— Written request —
In the rows below, copy character for character everything from the line containing "Practice step: pin every instance of the dark chocolate" down to the line containing "343), (235, 393)]", including both of those lines.

Pointing dataset records
>>>>>
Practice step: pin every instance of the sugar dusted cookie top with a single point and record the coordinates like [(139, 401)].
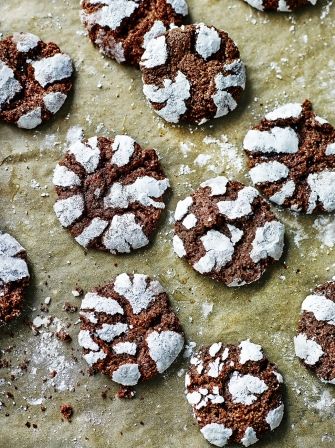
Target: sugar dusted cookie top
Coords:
[(129, 331), (121, 29), (192, 74), (35, 80), (14, 277), (235, 393), (110, 193), (280, 5), (227, 231), (292, 158), (314, 343)]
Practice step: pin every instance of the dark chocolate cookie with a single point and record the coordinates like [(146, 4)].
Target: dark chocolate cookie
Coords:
[(110, 193), (226, 231), (192, 74), (35, 79), (14, 277), (123, 28), (279, 5), (292, 159), (129, 331), (315, 343), (235, 393)]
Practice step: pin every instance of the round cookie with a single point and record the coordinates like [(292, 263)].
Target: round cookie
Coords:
[(123, 28), (315, 342), (14, 277), (192, 74), (110, 193), (129, 331), (227, 231), (279, 5), (235, 393), (35, 80), (292, 159)]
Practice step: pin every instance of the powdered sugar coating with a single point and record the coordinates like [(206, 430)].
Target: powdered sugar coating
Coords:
[(278, 140), (137, 290), (52, 69), (155, 53), (69, 210), (31, 119), (25, 41), (216, 434), (208, 41), (307, 349), (322, 308), (245, 388), (250, 352), (9, 85), (173, 94), (164, 347), (268, 242), (12, 267)]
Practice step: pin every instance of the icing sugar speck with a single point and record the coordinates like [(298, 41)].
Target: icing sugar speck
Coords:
[(52, 69), (127, 374), (217, 434), (123, 148), (137, 291), (208, 41), (250, 352), (277, 140), (164, 347), (244, 387), (69, 210), (268, 242), (173, 94), (123, 234), (307, 349)]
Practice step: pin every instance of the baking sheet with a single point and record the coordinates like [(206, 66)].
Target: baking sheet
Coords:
[(289, 57)]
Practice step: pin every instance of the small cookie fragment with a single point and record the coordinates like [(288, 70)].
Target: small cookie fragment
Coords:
[(122, 29), (227, 231), (292, 158), (314, 344), (35, 80), (235, 393), (280, 5), (110, 193), (192, 74), (14, 277), (129, 331)]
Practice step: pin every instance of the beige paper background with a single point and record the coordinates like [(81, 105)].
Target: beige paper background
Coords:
[(289, 57)]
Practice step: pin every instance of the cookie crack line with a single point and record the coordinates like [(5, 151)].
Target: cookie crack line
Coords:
[(292, 159), (129, 331), (35, 80), (110, 193), (227, 231)]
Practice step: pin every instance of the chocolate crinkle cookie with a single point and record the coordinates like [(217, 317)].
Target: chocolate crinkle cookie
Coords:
[(129, 331), (315, 342), (192, 74), (110, 193), (14, 277), (279, 5), (227, 231), (35, 80), (292, 158), (235, 393), (122, 29)]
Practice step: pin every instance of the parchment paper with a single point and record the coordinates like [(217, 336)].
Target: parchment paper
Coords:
[(289, 58)]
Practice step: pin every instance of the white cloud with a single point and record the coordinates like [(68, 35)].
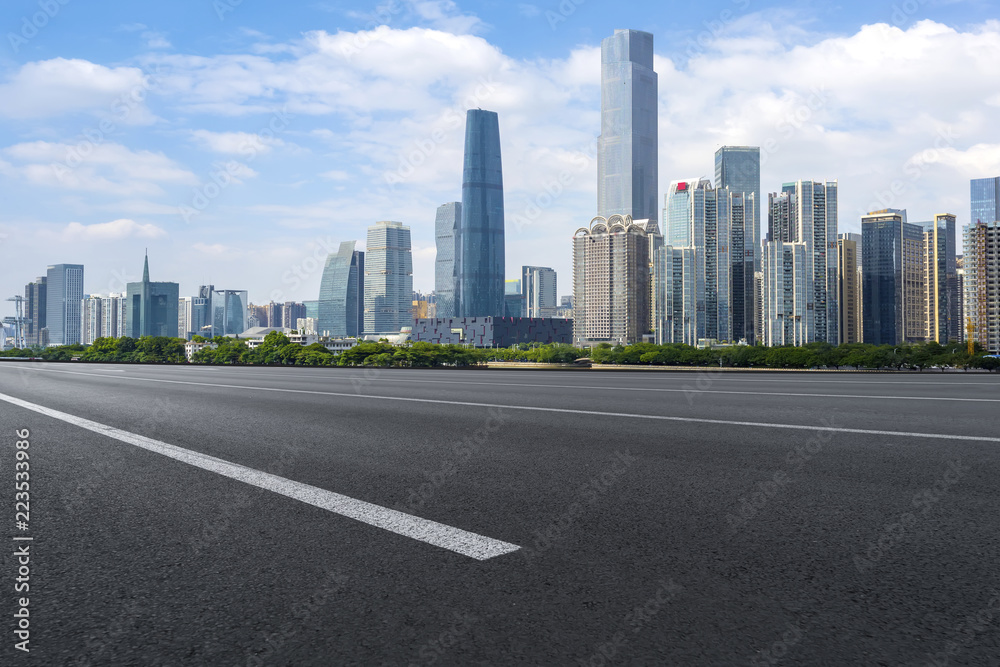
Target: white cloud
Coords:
[(54, 87), (236, 143), (110, 231), (106, 168)]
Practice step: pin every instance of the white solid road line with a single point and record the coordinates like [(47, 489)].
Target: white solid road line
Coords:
[(424, 530), (531, 408)]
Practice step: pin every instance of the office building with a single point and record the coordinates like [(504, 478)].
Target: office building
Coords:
[(64, 294), (611, 281), (34, 311), (291, 311), (388, 279), (981, 261), (985, 200), (893, 285), (538, 289), (709, 245), (151, 307), (480, 261), (627, 148), (806, 212), (342, 294), (738, 168), (849, 287), (447, 224), (941, 294)]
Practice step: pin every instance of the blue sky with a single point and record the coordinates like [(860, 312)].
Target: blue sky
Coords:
[(240, 143)]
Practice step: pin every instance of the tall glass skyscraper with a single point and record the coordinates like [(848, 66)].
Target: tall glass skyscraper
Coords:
[(985, 200), (446, 228), (738, 168), (627, 149), (342, 293), (388, 270), (64, 296), (151, 308), (480, 261)]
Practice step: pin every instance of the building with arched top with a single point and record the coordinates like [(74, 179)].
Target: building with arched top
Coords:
[(611, 280)]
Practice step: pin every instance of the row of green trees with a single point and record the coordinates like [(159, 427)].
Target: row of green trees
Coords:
[(277, 349)]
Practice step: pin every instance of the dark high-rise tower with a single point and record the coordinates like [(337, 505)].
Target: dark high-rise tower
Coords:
[(151, 308), (446, 227), (64, 295), (627, 149), (480, 261), (342, 293)]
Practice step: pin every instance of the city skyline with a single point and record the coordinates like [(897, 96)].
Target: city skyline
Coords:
[(292, 187)]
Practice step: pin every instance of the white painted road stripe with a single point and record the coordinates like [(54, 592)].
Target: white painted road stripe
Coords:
[(530, 408), (424, 530), (688, 389)]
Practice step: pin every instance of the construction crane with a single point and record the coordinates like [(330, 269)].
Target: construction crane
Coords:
[(18, 321)]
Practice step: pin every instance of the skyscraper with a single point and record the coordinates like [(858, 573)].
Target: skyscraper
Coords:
[(538, 287), (942, 295), (627, 149), (388, 284), (611, 282), (151, 308), (480, 261), (849, 287), (712, 224), (34, 311), (981, 261), (807, 212), (985, 198), (64, 294), (892, 281), (446, 233), (342, 293), (738, 168)]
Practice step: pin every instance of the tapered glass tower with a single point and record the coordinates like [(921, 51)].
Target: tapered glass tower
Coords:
[(627, 148), (480, 258)]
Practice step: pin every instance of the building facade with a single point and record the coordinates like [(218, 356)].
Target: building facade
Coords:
[(480, 263), (849, 287), (981, 261), (738, 168), (611, 281), (807, 212), (64, 294), (893, 284), (539, 291), (342, 293), (34, 311), (447, 224), (627, 164), (942, 297), (151, 307), (388, 279)]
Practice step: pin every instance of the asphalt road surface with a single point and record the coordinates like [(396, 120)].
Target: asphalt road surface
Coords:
[(281, 516)]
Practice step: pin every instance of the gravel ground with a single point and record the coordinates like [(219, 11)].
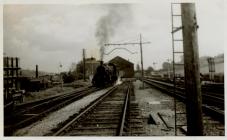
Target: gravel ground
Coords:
[(50, 122), (155, 103)]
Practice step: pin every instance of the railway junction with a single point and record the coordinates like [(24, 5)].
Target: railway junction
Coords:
[(116, 100)]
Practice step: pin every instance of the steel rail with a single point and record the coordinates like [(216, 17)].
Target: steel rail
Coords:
[(84, 112), (120, 130), (28, 120)]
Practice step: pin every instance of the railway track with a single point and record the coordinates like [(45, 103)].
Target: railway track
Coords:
[(212, 105), (112, 114), (26, 114)]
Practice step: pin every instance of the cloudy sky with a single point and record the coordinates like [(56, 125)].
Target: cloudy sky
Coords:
[(50, 34)]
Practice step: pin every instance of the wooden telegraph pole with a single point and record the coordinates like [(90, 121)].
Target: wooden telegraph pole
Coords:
[(84, 70), (192, 71)]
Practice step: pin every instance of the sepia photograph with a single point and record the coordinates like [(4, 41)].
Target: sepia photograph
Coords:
[(125, 68)]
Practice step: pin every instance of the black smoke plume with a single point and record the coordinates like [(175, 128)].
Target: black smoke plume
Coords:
[(108, 24)]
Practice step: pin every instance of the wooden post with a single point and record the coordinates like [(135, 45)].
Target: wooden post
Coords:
[(141, 54), (192, 71), (36, 71), (84, 70)]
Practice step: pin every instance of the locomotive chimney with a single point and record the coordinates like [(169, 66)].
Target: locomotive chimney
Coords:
[(36, 72)]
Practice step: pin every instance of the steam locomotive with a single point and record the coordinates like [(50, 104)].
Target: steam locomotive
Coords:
[(105, 75)]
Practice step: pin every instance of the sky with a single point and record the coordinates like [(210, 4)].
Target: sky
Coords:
[(54, 34)]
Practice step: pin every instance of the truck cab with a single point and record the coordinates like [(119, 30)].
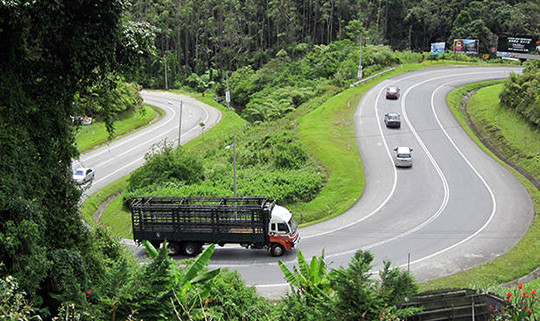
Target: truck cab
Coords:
[(282, 230)]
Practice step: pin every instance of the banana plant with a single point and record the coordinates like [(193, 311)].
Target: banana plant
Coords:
[(191, 286), (310, 279)]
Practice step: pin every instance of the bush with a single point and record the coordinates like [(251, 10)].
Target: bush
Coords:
[(522, 93), (166, 165)]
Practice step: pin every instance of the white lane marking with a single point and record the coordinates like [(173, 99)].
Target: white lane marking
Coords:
[(386, 200), (207, 116), (130, 138), (443, 204), (493, 200)]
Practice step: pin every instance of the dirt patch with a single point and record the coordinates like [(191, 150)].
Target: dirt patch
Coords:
[(101, 208)]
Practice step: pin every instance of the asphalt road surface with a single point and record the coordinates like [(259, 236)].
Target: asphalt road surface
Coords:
[(454, 209), (123, 156)]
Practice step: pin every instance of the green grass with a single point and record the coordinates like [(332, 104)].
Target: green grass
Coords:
[(90, 136), (328, 133), (91, 204), (115, 216), (513, 131)]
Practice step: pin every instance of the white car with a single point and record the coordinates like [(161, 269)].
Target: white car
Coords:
[(403, 156), (83, 175)]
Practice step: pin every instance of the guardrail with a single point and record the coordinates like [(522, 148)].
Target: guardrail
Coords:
[(371, 77)]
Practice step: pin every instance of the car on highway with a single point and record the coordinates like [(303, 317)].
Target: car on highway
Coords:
[(392, 92), (403, 156), (83, 175), (392, 120)]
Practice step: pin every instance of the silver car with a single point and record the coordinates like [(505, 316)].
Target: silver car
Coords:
[(83, 175), (403, 156)]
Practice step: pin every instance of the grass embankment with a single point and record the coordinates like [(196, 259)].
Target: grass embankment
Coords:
[(519, 142), (91, 136), (119, 220)]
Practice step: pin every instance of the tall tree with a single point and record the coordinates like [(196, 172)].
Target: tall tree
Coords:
[(51, 50)]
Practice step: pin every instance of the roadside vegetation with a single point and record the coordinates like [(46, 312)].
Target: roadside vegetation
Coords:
[(517, 137), (281, 63)]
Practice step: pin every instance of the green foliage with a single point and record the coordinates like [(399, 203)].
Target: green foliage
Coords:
[(68, 277), (248, 34), (232, 299), (270, 162), (360, 296), (52, 51), (101, 102), (13, 304), (350, 293), (522, 93), (308, 279), (163, 164)]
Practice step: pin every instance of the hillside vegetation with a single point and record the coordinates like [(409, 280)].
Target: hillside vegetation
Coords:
[(63, 59)]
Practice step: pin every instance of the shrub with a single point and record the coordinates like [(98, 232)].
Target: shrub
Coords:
[(165, 165)]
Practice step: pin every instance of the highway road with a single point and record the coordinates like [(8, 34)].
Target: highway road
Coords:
[(454, 209), (123, 156)]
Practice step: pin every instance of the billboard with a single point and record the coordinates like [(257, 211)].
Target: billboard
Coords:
[(469, 46), (518, 47), (437, 48)]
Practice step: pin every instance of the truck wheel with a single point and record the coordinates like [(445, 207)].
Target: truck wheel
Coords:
[(174, 248), (190, 248), (277, 249), (155, 244)]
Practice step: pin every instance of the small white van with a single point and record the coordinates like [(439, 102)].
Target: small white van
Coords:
[(403, 156)]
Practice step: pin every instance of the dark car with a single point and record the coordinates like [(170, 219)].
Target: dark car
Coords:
[(392, 92), (392, 120), (83, 175)]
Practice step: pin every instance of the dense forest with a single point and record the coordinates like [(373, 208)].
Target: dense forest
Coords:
[(217, 37), (64, 58)]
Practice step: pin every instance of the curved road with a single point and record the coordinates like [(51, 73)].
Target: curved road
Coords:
[(123, 156), (455, 208)]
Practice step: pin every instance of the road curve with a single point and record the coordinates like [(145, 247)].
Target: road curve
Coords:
[(123, 156), (454, 209)]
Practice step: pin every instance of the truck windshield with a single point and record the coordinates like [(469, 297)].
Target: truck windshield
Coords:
[(293, 226)]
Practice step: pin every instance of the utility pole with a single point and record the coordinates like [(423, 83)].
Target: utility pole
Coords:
[(360, 60), (228, 93), (165, 60), (180, 126), (234, 163)]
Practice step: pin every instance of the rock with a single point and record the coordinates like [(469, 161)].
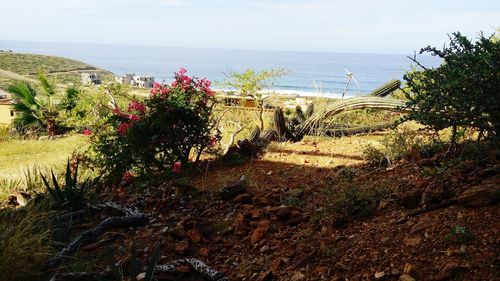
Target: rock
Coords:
[(379, 274), (298, 276), (265, 276), (283, 212), (259, 232), (480, 196), (406, 277), (412, 241), (276, 264), (204, 252), (23, 198), (448, 271), (423, 223), (385, 239), (240, 225), (410, 198), (232, 190), (194, 235), (243, 198), (181, 247), (434, 193), (255, 214), (296, 192)]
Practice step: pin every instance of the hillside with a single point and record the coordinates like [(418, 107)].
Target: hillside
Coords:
[(16, 66)]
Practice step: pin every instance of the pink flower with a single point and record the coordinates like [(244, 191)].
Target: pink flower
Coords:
[(127, 177), (137, 107), (213, 141), (122, 129), (176, 167)]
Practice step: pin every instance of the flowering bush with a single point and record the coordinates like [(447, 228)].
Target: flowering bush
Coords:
[(159, 133)]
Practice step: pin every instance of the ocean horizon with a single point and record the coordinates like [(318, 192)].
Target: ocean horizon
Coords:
[(311, 73)]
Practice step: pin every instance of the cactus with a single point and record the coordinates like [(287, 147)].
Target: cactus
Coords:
[(386, 89), (269, 135), (309, 110), (280, 123), (299, 114), (254, 135)]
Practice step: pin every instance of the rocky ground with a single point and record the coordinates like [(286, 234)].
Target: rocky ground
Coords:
[(429, 225)]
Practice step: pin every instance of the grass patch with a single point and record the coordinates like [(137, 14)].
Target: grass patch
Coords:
[(20, 161), (66, 70)]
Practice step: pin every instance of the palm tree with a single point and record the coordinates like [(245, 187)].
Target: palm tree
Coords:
[(39, 111)]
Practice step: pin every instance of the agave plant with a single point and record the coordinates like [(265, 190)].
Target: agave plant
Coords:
[(38, 111), (70, 194)]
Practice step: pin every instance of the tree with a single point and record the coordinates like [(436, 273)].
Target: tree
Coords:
[(463, 92), (251, 83), (40, 111)]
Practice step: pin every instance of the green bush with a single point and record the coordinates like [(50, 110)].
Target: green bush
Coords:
[(463, 92), (159, 134)]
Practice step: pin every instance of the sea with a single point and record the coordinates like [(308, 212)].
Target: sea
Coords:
[(310, 73)]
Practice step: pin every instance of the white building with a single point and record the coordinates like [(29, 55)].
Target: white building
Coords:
[(91, 79), (137, 80)]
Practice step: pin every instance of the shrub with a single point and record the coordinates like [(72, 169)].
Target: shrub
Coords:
[(462, 92), (158, 134), (39, 111)]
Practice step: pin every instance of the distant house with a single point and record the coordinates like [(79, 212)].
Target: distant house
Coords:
[(143, 81), (300, 101), (137, 80), (7, 112), (126, 79), (91, 79)]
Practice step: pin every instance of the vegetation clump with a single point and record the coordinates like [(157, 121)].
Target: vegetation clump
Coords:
[(463, 92), (159, 134)]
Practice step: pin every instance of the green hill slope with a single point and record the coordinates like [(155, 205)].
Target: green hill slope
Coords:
[(27, 65)]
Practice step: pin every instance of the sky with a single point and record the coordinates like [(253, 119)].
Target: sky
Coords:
[(357, 26)]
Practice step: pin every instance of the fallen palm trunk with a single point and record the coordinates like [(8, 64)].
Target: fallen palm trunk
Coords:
[(197, 265), (131, 219), (314, 124), (358, 130)]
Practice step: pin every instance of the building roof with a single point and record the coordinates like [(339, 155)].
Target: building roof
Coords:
[(6, 101)]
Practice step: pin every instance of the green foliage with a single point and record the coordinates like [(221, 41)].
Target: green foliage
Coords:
[(135, 266), (250, 83), (40, 111), (386, 88), (395, 146), (159, 134), (72, 193), (355, 201), (460, 234), (92, 107), (464, 91), (67, 70), (4, 133)]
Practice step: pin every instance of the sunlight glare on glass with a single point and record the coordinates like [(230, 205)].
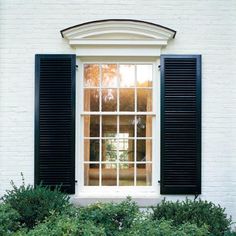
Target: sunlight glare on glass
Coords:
[(127, 75)]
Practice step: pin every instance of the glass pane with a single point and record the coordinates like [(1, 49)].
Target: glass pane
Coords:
[(144, 75), (109, 99), (144, 150), (91, 100), (126, 150), (127, 75), (91, 174), (126, 126), (144, 126), (144, 100), (109, 126), (91, 150), (109, 75), (126, 99), (109, 150), (91, 75), (144, 175), (109, 174), (126, 174), (91, 126)]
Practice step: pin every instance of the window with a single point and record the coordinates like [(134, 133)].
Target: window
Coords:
[(118, 132), (117, 122)]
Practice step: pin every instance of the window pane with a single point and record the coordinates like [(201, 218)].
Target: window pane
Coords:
[(91, 174), (109, 126), (91, 126), (109, 99), (109, 174), (91, 100), (144, 100), (91, 150), (144, 174), (126, 99), (109, 75), (144, 150), (126, 174), (126, 126), (144, 126), (144, 75), (109, 150), (126, 149), (91, 75), (127, 75)]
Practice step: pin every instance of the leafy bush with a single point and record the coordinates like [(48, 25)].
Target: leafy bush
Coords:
[(196, 212), (34, 204), (64, 225), (9, 219), (114, 217), (149, 227)]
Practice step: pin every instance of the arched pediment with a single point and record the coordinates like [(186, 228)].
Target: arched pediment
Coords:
[(123, 32)]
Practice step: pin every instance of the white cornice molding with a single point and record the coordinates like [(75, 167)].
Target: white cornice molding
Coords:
[(117, 34)]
<<<<<
— The response —
Practice step: pin every instance of the dark chocolate cookie with a single point and record the coordinates like [(146, 4)].
Target: dark chocolate cookie
Coords:
[(110, 193), (226, 231), (192, 74), (35, 79), (14, 277), (123, 28), (279, 5), (292, 159), (129, 331), (315, 343), (235, 393)]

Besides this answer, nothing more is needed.